* _WHAT YOU NEED TO DO_: Transcribe the entries below exactly.

(Records from a data collection)
============================================================
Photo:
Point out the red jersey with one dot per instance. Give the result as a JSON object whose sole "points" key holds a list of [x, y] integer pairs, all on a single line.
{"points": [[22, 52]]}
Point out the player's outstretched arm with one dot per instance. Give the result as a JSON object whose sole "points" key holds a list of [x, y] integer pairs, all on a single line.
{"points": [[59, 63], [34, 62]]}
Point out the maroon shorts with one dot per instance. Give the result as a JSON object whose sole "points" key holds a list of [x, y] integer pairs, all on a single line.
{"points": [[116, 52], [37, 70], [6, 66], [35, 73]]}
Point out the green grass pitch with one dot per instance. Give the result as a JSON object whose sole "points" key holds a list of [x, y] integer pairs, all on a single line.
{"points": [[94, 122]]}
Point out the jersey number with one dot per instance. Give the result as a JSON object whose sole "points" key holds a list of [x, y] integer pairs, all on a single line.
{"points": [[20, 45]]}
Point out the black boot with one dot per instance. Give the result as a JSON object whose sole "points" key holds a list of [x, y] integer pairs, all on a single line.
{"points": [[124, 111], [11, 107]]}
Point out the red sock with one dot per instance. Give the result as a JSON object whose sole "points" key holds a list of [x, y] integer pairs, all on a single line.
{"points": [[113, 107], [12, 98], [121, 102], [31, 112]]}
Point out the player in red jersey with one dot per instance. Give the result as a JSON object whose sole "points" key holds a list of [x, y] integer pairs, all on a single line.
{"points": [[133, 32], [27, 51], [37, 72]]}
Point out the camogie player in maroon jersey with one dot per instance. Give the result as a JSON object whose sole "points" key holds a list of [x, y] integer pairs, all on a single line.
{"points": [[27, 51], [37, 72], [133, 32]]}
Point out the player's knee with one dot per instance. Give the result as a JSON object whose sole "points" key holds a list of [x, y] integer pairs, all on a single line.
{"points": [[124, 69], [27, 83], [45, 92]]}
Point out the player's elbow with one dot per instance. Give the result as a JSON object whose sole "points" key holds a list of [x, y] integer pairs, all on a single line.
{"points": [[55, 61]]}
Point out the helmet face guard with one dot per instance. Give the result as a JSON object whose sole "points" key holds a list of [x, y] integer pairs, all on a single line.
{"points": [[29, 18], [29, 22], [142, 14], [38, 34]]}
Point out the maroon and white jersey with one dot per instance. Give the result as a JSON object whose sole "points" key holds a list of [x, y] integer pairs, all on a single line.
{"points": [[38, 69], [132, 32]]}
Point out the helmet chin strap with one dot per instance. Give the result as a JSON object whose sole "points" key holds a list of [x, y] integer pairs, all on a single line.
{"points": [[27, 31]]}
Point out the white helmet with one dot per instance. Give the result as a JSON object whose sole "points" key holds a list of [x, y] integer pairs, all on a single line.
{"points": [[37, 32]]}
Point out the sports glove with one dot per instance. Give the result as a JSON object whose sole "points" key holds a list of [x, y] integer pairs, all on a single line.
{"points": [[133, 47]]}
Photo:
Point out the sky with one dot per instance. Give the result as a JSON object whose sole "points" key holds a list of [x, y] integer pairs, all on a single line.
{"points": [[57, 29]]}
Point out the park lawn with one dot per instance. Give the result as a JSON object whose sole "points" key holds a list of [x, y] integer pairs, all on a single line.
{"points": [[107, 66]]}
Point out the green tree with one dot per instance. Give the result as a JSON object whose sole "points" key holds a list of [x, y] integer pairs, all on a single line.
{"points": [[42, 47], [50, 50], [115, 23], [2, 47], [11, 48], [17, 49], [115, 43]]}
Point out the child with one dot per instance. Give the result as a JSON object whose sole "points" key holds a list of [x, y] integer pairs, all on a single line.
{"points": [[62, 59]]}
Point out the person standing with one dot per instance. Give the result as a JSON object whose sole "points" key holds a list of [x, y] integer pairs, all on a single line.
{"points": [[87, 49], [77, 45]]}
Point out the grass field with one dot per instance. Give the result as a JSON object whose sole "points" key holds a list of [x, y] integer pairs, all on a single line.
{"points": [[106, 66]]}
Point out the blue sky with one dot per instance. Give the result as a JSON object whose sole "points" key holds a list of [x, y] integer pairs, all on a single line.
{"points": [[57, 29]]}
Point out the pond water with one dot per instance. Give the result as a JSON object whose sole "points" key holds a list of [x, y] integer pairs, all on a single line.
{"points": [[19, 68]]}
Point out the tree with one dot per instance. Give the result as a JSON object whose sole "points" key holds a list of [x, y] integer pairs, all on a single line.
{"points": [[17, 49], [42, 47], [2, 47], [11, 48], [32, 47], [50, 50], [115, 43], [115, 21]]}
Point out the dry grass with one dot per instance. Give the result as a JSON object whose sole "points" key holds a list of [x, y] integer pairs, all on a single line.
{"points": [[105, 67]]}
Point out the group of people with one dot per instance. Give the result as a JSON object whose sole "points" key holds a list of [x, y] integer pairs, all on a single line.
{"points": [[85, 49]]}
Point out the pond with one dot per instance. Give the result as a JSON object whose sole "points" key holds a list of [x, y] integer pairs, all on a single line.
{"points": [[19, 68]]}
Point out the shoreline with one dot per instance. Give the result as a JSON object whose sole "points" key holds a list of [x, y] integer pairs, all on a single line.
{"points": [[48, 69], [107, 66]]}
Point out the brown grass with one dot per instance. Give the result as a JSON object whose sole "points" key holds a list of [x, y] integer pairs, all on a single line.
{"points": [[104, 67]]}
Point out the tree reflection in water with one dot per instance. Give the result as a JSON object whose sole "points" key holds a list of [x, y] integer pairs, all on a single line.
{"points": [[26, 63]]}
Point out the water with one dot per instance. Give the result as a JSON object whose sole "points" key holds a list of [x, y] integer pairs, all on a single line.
============================================================
* _RESPONSE_:
Photo:
Point out the red jersey with one dot per instance. Give the result as a JSON object whose sole "points" key holds a list of [x, y] integer pairs, all on a single line.
{"points": [[22, 52]]}
Point out the player's outstretched arm with one dot per instance. Give the result as a JSON object whose sole "points" key holds a list of [x, y] integer pairs, all on a single line.
{"points": [[59, 63], [34, 62]]}
Point out the maroon shorts with one dot per instance. Give the result as a JSON object whose sole "points" key holds a list of [x, y] integer pairs, all on a single line.
{"points": [[116, 52], [37, 70], [6, 66], [35, 73]]}
Point out the green grass pitch with one dot per instance. Give the result as a JSON object whose sole "points" key holds a list of [x, y] integer pairs, all on a single line.
{"points": [[94, 122]]}
Point out the jersey number with one dot per instance. Give the result as a JSON object whose sole "points" key holds a list of [x, y] integer pairs, all on a single line.
{"points": [[20, 45]]}
Point out the black boot with one dot per instance. Give the result as a JSON object whose sole "points" key holds a list of [x, y] integer pairs, all on a single line.
{"points": [[124, 111], [11, 107]]}
Point out the red sock with one dot per instance. Give the result as a JSON object whose sole "points" key holds a list of [x, y] integer pairs, all on a single line.
{"points": [[113, 107], [12, 98], [121, 102], [31, 112]]}
Point out the player in red jersey with one dot per instance. Give the result as a JSON object whose sole "points" key holds a list of [x, y] integer pairs, all on a single line.
{"points": [[133, 32], [27, 51], [37, 72]]}
Point out the camogie player in maroon jersey with one dot per instance. Give the result as a JSON object whose sole "points" key holds a list of [x, y] integer pairs, all on a single line.
{"points": [[27, 51], [37, 72], [133, 32]]}
Point out the player's knee with one dot per instance. Give the result as a JSON object whose sole "points" key holds a list of [x, y] integer pairs, all on a single line.
{"points": [[124, 69], [27, 83], [45, 92]]}
Point out the player's elbow with one dot per instance. Give the result as a JSON object whose sole "points" key holds a list of [x, y] integer pairs, all on a single line.
{"points": [[55, 61]]}
Point out the helmet face guard with one dot per instance. Give the result as a JSON object whose sole "points" key holds a list of [x, y] integer pairs, all on a single line.
{"points": [[29, 18], [29, 22], [142, 14], [38, 34]]}
Point out the maroon and white jersey with one dot per instance. Give the result as a JSON object whose sole "points" key holds a list of [x, y] integer pairs, all on a single line.
{"points": [[38, 69], [132, 32]]}
Point out the helmet chin strap with one dot per instance. Give the result as a JSON object whose sole "points" key holds a list of [x, y] integer pairs, all on a single line.
{"points": [[27, 31]]}
Point out the white helmet with one dot per instance. Give the result as a JSON object whose sole "points" key holds a list of [x, y] integer pairs, all on a single line.
{"points": [[37, 32]]}
Point out the sports glove with one dot per instance. Give the result as a JSON object whose sole "points" key holds a list of [x, y] integer pairs, all on a single line.
{"points": [[133, 47]]}
Photo:
Point out the sky with one dot per instance. Give the result as a JSON object whose sole "points" key holds a list of [x, y] integer pairs, all on a single line.
{"points": [[57, 29]]}
Point out the park lawn with one dot per instance. Give the result as a JSON object whose sole "points" key holds a list of [x, y] integer pairs, all on a single line.
{"points": [[107, 66]]}
Point out the green tree with one dot per instance. Give the result as a JSON object whose sole "points" key holds a list of [x, y] integer pairs, all on a single line.
{"points": [[42, 47], [50, 50], [115, 23], [2, 47], [11, 48], [17, 49], [115, 43]]}
Point out the child with one dot per instance. Give the result as a JSON object whose sole "points" key holds a list of [x, y] integer pairs, all on a single line.
{"points": [[62, 59]]}
Point out the person standing with one dot per instance. Give the result as a JSON object whose sole "points" key holds a list of [x, y] integer pairs, all on a single line.
{"points": [[87, 49], [77, 45]]}
Point out the grass field with one dot per instance. Give the result as a JSON object whose sole "points" key holds a list of [x, y] integer pairs, all on a single line.
{"points": [[106, 66]]}
Point out the blue sky with one dot per instance. Give the result as a JSON object whose sole "points" key holds a list of [x, y] integer pairs, all on a single line.
{"points": [[57, 29]]}
Point out the pond water with one dot per instance. Give the result as a JSON object whose sole "points" key holds a list of [x, y] integer pairs, all on a single line.
{"points": [[19, 68]]}
Point out the tree with one dot per instance. Give the result as a JSON object whose sole "points" key holds a list of [x, y] integer pairs, all on a single line.
{"points": [[17, 49], [42, 47], [2, 47], [11, 48], [32, 47], [50, 50], [115, 43], [115, 21]]}
Point out the dry grass with one dot per instance. Give the result as a JSON object whose sole "points" key holds a list of [x, y] integer pairs, all on a single line.
{"points": [[105, 67]]}
Point out the group of people with one dot per instance. Give the result as a JSON object whose sole "points" key holds a list of [x, y] integer pairs, all on a single line.
{"points": [[85, 49]]}
Point out the pond with one dot per instance. Give the result as a JSON object whose sole "points" key holds a list of [x, y] integer pairs, all on a single line.
{"points": [[19, 68]]}
Point out the shoreline with one dot per instance. Give the result as a JSON object whose sole "points" key holds a list of [x, y] integer pairs, all on a single line.
{"points": [[48, 69], [107, 66]]}
Point out the brown grass with one dot per instance. Give the result as a JSON object whose sole "points" key holds a list of [x, y] integer pairs, all on a single line.
{"points": [[104, 67]]}
Point out the tree reflection in water with one dot per instance. Give the result as a JSON object whose sole "points" key holds a list of [x, y] integer pairs, all on a single line.
{"points": [[26, 63]]}
Point out the water with one dot per instance. Give the result as a JSON object whose sole "points" key holds a list of [x, y] integer pairs, all on a single line.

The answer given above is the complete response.